MATERIAL FOR THIS TASK |
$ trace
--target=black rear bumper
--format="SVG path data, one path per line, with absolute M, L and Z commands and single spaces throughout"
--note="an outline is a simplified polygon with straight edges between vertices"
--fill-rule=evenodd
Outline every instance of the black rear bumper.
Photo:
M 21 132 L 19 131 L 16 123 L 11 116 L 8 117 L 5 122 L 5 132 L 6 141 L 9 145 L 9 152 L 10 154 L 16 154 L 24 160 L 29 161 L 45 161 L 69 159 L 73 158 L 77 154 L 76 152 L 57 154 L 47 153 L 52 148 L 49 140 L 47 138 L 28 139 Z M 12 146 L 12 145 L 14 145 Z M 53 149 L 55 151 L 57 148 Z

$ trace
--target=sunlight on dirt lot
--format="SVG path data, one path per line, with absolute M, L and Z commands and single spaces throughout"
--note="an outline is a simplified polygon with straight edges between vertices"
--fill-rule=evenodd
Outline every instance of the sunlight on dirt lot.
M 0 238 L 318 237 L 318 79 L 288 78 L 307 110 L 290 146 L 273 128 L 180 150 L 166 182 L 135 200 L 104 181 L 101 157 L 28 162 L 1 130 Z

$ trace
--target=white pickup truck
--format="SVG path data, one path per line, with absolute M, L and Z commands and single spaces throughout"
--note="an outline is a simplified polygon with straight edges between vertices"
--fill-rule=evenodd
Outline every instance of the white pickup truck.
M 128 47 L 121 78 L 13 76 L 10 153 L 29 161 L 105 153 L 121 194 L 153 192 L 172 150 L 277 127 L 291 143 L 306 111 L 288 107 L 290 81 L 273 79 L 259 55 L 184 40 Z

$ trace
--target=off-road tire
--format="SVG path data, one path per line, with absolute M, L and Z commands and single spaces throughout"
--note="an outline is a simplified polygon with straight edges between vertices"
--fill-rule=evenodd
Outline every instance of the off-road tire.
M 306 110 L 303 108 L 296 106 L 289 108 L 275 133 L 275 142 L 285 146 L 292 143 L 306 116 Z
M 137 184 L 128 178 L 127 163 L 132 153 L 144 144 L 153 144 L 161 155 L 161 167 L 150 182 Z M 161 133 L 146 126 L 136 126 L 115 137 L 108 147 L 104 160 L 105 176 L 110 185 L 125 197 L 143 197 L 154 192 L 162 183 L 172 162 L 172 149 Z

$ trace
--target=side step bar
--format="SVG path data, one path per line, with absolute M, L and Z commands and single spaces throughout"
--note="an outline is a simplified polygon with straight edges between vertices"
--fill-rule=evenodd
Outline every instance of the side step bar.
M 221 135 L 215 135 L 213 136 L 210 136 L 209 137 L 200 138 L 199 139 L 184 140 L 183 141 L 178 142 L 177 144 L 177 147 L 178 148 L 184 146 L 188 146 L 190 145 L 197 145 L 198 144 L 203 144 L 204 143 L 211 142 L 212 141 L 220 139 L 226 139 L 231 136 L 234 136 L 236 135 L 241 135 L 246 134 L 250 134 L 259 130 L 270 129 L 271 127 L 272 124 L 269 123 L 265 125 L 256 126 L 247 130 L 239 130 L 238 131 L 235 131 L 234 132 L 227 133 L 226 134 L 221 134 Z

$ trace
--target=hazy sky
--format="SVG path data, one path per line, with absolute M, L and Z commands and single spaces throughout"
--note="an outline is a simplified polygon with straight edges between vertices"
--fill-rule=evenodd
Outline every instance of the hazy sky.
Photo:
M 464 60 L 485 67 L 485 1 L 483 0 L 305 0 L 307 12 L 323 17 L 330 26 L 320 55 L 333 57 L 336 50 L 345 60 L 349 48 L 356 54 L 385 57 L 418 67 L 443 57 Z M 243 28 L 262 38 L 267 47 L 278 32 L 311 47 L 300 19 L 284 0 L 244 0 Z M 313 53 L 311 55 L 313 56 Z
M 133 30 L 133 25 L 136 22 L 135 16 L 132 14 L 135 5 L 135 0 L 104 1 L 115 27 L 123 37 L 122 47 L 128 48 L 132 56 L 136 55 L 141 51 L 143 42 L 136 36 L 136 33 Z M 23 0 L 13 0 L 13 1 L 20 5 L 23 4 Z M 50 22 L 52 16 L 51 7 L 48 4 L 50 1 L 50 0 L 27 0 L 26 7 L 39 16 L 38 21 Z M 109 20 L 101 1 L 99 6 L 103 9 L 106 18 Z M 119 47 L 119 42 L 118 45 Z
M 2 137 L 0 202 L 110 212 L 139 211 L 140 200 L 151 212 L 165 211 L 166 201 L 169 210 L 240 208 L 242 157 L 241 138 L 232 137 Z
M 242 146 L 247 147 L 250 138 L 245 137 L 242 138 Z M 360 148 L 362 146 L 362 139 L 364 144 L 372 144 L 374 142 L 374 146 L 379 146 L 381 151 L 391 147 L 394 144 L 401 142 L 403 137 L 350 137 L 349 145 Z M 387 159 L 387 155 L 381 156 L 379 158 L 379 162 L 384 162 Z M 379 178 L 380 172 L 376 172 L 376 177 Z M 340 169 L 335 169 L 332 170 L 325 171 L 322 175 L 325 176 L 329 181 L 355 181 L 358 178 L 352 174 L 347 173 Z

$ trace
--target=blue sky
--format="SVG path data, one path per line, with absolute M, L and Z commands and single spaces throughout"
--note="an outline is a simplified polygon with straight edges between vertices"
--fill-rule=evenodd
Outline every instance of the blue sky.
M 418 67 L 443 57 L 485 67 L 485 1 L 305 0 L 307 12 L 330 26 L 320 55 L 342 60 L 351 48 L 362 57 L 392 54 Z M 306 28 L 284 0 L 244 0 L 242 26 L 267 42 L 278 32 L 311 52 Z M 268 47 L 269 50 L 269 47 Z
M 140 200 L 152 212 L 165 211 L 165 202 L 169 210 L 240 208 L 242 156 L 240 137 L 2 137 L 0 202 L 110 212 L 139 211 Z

WORK REQUIRED | Pull out each line of the material above that contains the word "side", and copy those lines.

ANSWER TO THE TASK |
--target=side step bar
Outline every instance of the side step bar.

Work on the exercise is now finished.